[WHAT IS ASKED]
Copy the lines from the one containing "The service MUST place one dot on the slender" through the end of the data, substituting "thin vertical stem" for "slender upright stem" and keeping everything else unchanged.

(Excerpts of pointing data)
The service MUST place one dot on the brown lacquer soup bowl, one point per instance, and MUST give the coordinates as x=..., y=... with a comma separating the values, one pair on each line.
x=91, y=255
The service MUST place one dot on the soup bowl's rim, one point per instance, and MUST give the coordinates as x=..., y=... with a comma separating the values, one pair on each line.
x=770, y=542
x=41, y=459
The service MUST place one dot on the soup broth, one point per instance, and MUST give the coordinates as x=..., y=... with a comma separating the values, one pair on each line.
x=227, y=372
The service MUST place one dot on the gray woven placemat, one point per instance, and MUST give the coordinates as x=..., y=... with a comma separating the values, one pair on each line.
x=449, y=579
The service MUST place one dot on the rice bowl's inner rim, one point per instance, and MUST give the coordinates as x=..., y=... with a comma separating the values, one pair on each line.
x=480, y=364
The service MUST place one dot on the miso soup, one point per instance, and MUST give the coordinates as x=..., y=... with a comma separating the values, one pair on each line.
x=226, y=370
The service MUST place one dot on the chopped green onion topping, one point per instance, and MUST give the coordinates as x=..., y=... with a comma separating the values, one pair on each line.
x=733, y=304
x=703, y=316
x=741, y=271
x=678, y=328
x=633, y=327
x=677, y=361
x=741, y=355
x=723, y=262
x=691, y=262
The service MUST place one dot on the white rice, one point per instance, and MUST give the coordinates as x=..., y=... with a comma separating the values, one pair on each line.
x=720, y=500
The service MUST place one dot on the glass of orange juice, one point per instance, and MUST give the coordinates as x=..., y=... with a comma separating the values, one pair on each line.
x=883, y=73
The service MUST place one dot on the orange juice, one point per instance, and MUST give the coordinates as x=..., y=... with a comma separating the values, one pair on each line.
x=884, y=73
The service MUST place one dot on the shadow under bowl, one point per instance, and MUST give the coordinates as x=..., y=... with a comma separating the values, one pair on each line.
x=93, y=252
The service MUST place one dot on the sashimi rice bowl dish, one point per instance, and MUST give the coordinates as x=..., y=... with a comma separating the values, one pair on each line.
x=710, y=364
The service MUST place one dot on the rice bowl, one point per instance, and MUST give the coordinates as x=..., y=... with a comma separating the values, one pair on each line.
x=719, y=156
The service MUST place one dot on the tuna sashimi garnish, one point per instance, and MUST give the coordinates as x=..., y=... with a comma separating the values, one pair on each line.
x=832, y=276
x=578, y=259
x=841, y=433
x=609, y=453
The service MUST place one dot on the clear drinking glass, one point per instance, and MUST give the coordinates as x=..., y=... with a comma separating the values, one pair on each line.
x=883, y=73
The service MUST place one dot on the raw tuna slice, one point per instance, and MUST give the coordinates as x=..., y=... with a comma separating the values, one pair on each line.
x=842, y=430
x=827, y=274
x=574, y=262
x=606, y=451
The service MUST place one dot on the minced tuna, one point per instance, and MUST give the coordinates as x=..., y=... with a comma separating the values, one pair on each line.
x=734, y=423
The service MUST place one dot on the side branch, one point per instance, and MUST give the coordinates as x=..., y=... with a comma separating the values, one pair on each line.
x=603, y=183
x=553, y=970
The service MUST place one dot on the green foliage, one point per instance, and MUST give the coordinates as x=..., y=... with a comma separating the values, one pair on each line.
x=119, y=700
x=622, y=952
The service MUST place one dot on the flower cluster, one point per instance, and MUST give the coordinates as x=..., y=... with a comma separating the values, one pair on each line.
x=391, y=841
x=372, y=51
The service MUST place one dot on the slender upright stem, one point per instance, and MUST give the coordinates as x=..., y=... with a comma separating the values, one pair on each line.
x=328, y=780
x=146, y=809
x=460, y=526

[TASK RESPONSE]
The service MUST place one dot on the thin vertical stem, one point per instance, and MUST give the coordinates as x=..., y=... with a comma separating the values, one pair on each line.
x=328, y=780
x=146, y=809
x=460, y=526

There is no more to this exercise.